• EXERCISE DESCRIPTION:
Write out, word for word, only the lines from the one containing "The component shall locate the building roof" through the final line of the data.

• DATA SUPPLIED:

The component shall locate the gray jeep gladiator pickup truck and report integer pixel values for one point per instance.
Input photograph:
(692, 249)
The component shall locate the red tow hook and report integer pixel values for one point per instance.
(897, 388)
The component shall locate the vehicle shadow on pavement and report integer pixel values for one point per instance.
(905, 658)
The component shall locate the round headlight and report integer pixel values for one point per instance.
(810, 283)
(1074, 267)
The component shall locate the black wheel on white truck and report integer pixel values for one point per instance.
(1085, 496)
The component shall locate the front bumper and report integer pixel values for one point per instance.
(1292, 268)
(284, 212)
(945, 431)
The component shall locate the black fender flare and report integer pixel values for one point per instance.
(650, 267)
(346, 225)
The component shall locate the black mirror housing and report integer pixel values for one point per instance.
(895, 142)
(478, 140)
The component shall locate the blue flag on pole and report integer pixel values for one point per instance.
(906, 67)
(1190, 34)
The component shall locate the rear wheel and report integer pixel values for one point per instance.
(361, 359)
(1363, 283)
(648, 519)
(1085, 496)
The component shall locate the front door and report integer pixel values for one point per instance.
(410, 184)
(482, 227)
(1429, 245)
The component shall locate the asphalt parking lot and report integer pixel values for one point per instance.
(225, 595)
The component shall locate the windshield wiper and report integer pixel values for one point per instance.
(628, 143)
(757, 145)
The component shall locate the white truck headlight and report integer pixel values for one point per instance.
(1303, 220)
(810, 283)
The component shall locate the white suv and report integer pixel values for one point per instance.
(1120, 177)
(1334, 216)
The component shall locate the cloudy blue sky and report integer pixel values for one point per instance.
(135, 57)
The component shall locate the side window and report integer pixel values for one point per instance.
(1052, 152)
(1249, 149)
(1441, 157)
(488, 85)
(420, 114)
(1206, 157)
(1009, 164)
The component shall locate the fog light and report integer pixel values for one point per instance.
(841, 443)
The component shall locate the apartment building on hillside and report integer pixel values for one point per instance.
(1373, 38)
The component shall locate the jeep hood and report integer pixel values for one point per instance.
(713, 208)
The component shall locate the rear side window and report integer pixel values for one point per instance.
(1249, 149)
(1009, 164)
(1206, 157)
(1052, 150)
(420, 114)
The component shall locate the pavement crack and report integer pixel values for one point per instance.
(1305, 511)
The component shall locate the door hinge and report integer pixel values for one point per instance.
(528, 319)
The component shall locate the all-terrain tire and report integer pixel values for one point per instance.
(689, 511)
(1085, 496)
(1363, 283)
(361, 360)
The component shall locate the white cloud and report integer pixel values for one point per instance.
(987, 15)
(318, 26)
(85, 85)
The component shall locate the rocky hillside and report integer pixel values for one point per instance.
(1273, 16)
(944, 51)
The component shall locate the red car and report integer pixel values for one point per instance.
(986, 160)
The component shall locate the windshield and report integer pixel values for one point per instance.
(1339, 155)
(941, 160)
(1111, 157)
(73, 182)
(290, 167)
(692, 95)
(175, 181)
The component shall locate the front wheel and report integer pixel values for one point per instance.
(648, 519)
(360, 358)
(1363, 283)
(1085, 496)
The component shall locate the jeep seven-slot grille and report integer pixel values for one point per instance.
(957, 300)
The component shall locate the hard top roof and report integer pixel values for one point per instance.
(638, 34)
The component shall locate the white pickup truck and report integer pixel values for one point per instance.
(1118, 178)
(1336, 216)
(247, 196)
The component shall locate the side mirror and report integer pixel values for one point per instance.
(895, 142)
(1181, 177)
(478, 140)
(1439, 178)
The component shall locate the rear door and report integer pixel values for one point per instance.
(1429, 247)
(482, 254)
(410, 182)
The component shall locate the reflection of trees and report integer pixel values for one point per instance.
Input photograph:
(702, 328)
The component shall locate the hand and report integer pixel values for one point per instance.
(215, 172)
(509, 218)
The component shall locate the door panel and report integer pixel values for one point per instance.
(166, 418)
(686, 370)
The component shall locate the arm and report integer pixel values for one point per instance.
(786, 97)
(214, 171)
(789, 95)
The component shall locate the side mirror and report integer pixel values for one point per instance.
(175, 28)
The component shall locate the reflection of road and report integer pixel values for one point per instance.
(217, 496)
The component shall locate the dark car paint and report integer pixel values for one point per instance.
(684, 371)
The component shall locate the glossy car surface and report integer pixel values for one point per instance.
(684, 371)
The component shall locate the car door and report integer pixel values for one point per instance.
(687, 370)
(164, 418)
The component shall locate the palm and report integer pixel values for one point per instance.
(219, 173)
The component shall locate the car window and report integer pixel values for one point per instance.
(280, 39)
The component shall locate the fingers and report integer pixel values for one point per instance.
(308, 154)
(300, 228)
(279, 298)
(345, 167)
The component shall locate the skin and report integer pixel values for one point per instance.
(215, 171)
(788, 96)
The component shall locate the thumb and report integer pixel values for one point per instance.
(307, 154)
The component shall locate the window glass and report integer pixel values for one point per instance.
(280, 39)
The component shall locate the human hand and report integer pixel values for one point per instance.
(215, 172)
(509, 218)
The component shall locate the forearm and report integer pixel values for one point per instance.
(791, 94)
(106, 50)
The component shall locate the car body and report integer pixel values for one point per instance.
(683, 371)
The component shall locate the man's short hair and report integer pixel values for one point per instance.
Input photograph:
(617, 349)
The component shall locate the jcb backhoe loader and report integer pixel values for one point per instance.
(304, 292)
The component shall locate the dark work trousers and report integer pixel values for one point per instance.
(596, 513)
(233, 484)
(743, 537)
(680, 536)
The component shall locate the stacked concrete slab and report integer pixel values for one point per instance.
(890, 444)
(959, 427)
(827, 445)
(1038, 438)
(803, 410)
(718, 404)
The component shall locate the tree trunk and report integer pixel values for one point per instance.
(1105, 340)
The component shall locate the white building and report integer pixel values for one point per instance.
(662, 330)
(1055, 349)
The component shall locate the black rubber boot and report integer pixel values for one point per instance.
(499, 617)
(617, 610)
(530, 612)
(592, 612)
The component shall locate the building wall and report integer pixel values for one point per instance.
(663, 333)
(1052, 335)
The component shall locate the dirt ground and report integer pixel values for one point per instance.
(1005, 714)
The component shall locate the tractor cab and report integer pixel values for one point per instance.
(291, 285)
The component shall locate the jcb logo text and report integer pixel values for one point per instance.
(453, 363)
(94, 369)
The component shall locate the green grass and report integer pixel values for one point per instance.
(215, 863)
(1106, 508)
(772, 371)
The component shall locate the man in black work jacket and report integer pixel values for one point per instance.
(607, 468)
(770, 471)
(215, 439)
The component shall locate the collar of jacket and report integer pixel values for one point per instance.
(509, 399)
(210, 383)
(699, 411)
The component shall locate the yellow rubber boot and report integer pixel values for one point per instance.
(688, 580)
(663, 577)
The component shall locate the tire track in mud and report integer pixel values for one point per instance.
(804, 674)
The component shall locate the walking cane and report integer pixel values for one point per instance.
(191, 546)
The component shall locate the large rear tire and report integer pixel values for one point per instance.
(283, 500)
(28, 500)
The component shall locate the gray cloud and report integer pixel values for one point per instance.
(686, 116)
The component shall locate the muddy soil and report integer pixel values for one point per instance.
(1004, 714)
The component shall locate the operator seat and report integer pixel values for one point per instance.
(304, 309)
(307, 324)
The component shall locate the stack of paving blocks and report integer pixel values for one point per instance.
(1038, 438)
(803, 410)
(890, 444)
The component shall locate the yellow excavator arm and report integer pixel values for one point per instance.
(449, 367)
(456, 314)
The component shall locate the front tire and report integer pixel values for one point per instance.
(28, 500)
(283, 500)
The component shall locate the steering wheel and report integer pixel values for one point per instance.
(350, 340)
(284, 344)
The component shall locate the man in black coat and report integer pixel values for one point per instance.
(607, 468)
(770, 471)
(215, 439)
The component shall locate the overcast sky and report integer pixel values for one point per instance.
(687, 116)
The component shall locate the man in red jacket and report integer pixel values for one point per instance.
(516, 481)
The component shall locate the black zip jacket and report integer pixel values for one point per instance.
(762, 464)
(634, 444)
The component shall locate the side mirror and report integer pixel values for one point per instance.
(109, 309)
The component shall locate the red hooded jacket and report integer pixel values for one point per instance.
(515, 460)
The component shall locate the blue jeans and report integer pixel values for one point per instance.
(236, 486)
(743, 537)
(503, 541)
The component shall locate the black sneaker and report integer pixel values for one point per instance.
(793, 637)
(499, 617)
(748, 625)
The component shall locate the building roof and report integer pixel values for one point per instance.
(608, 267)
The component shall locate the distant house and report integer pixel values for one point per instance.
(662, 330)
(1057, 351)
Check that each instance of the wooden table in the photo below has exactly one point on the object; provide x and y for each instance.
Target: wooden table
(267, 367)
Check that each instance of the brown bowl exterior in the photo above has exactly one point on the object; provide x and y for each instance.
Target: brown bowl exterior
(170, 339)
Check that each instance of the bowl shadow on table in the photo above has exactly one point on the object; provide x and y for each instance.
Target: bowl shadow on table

• THE OUTPUT:
The component shall locate the building roof and report integer pixel values for one point per instance.
(608, 267)
The component shall locate the distant house and report integer pixel values for one point per instance.
(662, 330)
(1057, 351)
Check that each instance of the wooden table in the photo below has exactly one point on the object; provide x and y for each instance.
Target: wooden table
(267, 367)
Check that each instance of the brown bowl exterior in the photo above has exactly one point on the object; provide x and y for each instance.
Target: brown bowl exterior
(170, 339)
Check that each instance of the bowl shadow on table in the photo above has exactly one point on the object; provide x and y for each instance.
Target: bowl shadow on table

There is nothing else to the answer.